▶ [YOUR TASK]:
The data should be restated word for word, in full.

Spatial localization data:

=== Begin Enclosure ===

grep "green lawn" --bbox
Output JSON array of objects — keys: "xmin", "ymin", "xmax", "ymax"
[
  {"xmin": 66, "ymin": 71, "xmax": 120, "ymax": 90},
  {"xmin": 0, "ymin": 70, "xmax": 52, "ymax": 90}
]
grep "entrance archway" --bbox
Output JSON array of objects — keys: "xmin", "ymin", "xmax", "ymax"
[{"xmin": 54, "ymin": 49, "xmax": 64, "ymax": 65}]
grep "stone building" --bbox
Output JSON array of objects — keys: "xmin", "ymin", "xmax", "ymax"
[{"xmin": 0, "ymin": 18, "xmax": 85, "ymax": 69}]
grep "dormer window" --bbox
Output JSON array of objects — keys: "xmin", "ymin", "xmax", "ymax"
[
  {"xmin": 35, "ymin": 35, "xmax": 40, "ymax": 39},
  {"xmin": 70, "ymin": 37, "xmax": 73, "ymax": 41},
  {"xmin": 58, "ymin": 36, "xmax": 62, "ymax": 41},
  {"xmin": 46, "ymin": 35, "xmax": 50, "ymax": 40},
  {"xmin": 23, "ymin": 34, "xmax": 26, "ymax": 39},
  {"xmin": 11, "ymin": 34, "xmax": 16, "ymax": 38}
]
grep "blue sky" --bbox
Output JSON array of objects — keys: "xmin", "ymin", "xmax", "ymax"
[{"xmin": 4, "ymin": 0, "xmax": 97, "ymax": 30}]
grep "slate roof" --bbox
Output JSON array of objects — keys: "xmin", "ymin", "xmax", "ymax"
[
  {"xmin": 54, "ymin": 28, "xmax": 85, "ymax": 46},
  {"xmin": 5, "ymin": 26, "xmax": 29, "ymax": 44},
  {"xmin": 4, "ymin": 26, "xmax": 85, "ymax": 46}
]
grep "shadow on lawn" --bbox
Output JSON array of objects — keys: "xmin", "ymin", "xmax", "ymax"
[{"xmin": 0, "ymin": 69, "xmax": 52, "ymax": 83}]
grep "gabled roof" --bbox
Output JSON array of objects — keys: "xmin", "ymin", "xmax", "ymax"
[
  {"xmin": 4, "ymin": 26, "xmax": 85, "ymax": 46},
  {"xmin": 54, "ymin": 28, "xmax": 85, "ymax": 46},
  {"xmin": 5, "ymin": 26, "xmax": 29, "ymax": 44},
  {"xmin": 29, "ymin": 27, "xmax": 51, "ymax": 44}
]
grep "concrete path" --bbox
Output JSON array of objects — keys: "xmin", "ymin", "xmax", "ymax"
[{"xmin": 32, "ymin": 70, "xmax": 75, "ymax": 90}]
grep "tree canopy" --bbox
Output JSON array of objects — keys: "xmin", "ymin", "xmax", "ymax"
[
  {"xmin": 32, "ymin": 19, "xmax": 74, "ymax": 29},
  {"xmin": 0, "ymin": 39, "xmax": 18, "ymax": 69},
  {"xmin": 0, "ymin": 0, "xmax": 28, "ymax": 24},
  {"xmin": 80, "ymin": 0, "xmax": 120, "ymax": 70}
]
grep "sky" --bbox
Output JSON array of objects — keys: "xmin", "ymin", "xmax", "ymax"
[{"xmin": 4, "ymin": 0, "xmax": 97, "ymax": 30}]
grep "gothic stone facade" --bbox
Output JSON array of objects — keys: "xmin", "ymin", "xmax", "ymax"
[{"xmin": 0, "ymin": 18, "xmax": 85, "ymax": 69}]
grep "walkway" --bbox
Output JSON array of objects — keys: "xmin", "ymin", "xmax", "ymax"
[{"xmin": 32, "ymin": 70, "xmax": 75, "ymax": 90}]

=== End Enclosure ===

▶ [WRITTEN SOLUTION]:
grep "green lawn" --bbox
Output JSON array of objects — keys: "xmin", "ymin", "xmax", "ymax"
[
  {"xmin": 66, "ymin": 71, "xmax": 120, "ymax": 90},
  {"xmin": 0, "ymin": 70, "xmax": 52, "ymax": 90}
]
grep "entrance archway" --bbox
Output JSON array of objects — keys: "xmin", "ymin", "xmax", "ymax"
[{"xmin": 54, "ymin": 49, "xmax": 64, "ymax": 65}]
grep "stone building" --bbox
Output JSON array of objects — keys: "xmin", "ymin", "xmax", "ymax"
[{"xmin": 0, "ymin": 18, "xmax": 85, "ymax": 69}]
grep "dormer window" --bbox
Output JSON array of objects — keys: "xmin", "ymin", "xmax", "ymax"
[
  {"xmin": 35, "ymin": 35, "xmax": 40, "ymax": 39},
  {"xmin": 70, "ymin": 37, "xmax": 73, "ymax": 41},
  {"xmin": 58, "ymin": 36, "xmax": 62, "ymax": 41},
  {"xmin": 46, "ymin": 35, "xmax": 50, "ymax": 40},
  {"xmin": 23, "ymin": 34, "xmax": 26, "ymax": 39},
  {"xmin": 11, "ymin": 34, "xmax": 16, "ymax": 38}
]
grep "blue sky" --bbox
Output JSON array of objects — keys: "xmin", "ymin", "xmax", "ymax"
[{"xmin": 4, "ymin": 0, "xmax": 97, "ymax": 30}]
grep "slate roof" --bbox
Output JSON array of objects — keys: "xmin", "ymin", "xmax", "ymax"
[
  {"xmin": 54, "ymin": 28, "xmax": 85, "ymax": 46},
  {"xmin": 5, "ymin": 26, "xmax": 29, "ymax": 44},
  {"xmin": 4, "ymin": 26, "xmax": 85, "ymax": 46}
]
grep "shadow on lawn" --bbox
Output JSON array of objects — keys: "xmin", "ymin", "xmax", "ymax"
[{"xmin": 0, "ymin": 69, "xmax": 52, "ymax": 83}]
grep "gabled roof" --bbox
Output JSON array of objects — keys: "xmin", "ymin", "xmax", "ymax"
[
  {"xmin": 4, "ymin": 26, "xmax": 85, "ymax": 46},
  {"xmin": 54, "ymin": 28, "xmax": 85, "ymax": 46},
  {"xmin": 5, "ymin": 26, "xmax": 29, "ymax": 44},
  {"xmin": 29, "ymin": 27, "xmax": 51, "ymax": 44}
]
grep "concrete path" --bbox
Output JSON array of objects — keys: "xmin", "ymin", "xmax", "ymax"
[{"xmin": 32, "ymin": 70, "xmax": 75, "ymax": 90}]
grep "tree canopy" --bbox
Output JSON array of objects — keys: "xmin", "ymin", "xmax", "ymax"
[
  {"xmin": 32, "ymin": 19, "xmax": 74, "ymax": 29},
  {"xmin": 0, "ymin": 39, "xmax": 18, "ymax": 69},
  {"xmin": 0, "ymin": 0, "xmax": 28, "ymax": 24},
  {"xmin": 80, "ymin": 0, "xmax": 120, "ymax": 70}
]
grep "sky" --bbox
Output JSON array of objects — keys: "xmin", "ymin", "xmax", "ymax"
[{"xmin": 4, "ymin": 0, "xmax": 97, "ymax": 30}]
grep "gothic stone facade" --bbox
Output JSON array of objects — keys: "xmin", "ymin", "xmax", "ymax"
[{"xmin": 0, "ymin": 18, "xmax": 85, "ymax": 69}]
grep "walkway" --bbox
Output JSON array of objects — keys: "xmin", "ymin", "xmax", "ymax"
[{"xmin": 32, "ymin": 70, "xmax": 75, "ymax": 90}]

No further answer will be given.